Data entries —
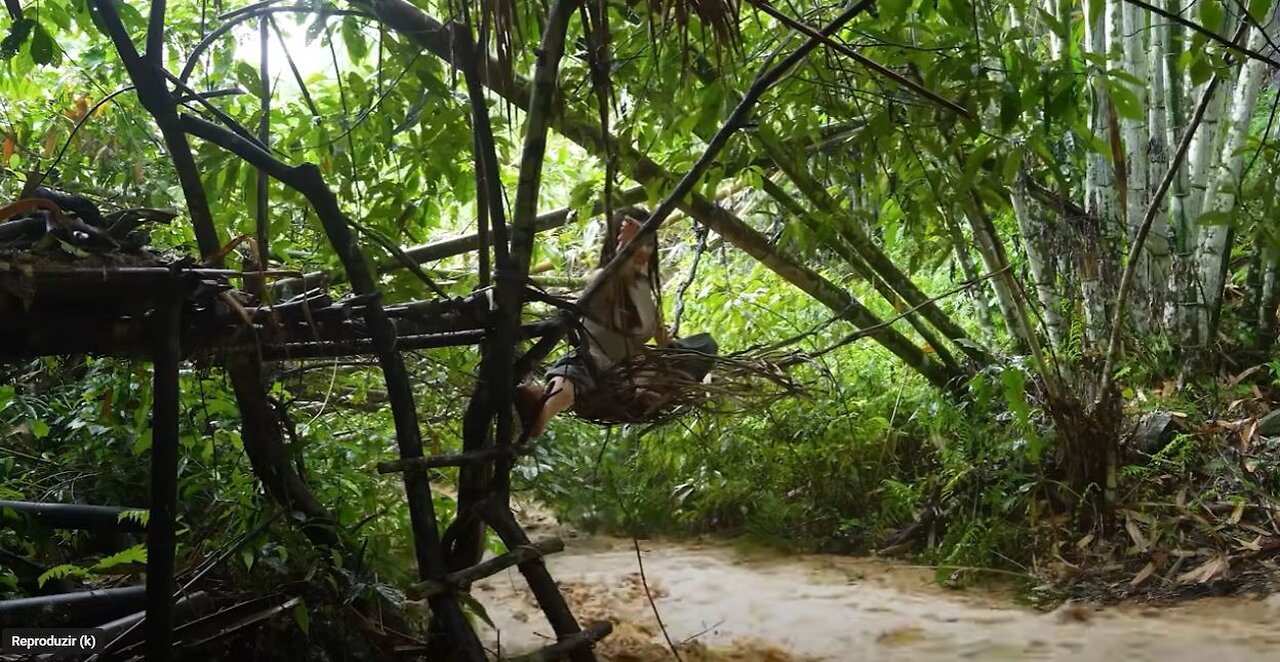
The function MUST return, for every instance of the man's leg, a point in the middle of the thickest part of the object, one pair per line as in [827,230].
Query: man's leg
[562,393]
...
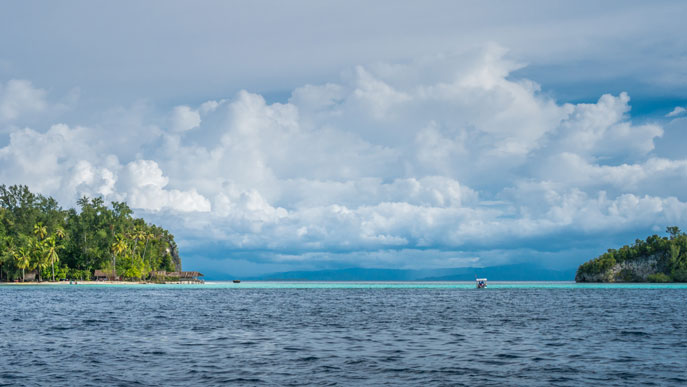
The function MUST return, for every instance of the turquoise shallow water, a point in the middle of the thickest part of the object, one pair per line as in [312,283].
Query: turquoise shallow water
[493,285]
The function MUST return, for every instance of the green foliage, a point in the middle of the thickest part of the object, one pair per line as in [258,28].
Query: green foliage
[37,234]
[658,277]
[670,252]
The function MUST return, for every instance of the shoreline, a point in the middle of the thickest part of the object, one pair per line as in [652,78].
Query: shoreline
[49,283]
...
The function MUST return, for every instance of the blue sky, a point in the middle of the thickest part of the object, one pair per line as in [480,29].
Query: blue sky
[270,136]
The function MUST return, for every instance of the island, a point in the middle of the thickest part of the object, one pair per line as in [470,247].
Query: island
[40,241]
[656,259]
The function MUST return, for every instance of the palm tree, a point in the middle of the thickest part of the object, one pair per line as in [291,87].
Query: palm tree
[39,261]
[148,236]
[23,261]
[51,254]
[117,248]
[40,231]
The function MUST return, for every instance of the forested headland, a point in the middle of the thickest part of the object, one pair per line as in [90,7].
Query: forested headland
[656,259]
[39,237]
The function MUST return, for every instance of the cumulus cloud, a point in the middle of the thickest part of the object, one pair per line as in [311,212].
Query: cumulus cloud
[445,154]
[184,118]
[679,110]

Prompt —
Pick out every line of the data above that contains the word "cloud" and copy each one. Case counts.

Solution to this problem —
The function MUST return, for every instance of the cumulus cloud, a point in the middle of the thickest part of the object, one pair per line as in [311,212].
Query: cumulus cloud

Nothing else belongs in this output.